* Begin Source text *

It can do anything because its just a workflow engine that knows how to draw cards. Because its functioning is so generic the interface has to be as well meaning everything looks the same. Usable its not. Because it is so configurable I would imagine that a lot of money gets spend on consulting from TW to analyse requirements and implement them. Err the requirements were clear, a tool that works, not s set of building blocks to build a tool. One of the books that I'm reading in my current book binge is the Four Hour Work Week by Tim Ferris. There are some interesting ideas in there about creating small companies just to ease you out of hourly work. I've been ranting about being paid by the hour for a while now, I'd rather be on the beach to be honest.
The one thing that stand out from this is its emphasis on free time to pursue interests. Id always thought about wanting to have ass loads of money before but this made me think. When the objective is free time all you have to do is cover costs and make sure that your involvement isn't required. There are loads of resources in the book as well so it saves time on finding things, I'm sure that there are a bunch of companies doing well out of his links. I've already been in touch with an outsourcing firm in India to get them to do some research into an idea for me. If it turns out that my idea is useless I've wasted far less money than if I invested my own time. We shall see. Every one who knows me knows that I've always got a next great plan or something I'm going t o build normally based on a book that I've just read. Well I'm reading a lot at the moment and a bunch of ideas are rattling around in my head. Most of them are to do with Project Management and communicating progress and status to people outside the project.

* End Source text *

> _Set problem 1_: Repeat the blog post word for word, starting with "It can do anything" and going on through "to be honest.".
> _Set problem 2_: In the blog post, which book by Tim Ferris is the writer reading?
The records that come next are separate from the blog post.

* Begin Extracted entries *

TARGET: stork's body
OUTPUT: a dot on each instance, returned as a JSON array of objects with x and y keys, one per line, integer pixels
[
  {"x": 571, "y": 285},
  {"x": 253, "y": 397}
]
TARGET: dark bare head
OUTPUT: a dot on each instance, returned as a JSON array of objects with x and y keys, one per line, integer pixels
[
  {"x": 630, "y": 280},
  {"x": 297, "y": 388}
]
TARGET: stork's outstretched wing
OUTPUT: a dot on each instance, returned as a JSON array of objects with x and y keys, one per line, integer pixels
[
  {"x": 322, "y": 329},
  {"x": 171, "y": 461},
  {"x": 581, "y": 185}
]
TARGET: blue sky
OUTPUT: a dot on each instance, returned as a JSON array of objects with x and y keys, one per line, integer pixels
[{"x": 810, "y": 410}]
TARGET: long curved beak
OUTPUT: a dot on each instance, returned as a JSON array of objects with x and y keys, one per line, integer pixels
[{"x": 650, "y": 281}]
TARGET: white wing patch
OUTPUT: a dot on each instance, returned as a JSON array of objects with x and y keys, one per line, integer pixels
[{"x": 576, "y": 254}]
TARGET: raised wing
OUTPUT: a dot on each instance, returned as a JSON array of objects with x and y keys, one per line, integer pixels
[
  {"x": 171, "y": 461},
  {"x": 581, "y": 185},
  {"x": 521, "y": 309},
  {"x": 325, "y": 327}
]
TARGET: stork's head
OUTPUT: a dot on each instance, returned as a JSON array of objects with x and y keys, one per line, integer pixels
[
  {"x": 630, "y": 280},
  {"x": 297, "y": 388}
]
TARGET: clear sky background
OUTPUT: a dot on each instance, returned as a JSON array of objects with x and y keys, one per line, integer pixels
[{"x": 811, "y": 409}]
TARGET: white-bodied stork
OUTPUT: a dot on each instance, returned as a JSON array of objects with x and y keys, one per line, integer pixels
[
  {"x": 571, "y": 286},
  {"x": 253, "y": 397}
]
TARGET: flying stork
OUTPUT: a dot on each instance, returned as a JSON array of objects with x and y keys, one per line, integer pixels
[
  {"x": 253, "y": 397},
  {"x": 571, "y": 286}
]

* End Extracted entries *

> _Output 1_:
It can do anything because its just a workflow engine that knows how to draw cards. Because its functioning is so generic the interface has to be as well meaning everything looks the same. Usable its not. Because it is so configurable I would imagine that a lot of money gets spend on consulting from TW to analyse requirements and implement them. Err the requirements were clear, a tool that works, not s set of building blocks to build a tool. One of the books that I'm reading in my current book binge is the Four Hour Work Week by Tim Ferris. There are some interesting ideas in there about creating small companies just to ease you out of hourly work. I've been ranting about being paid by the hour for a while now, I'd rather be on the beach to be honest.

> _Output 2_: The Four Hour Work Week.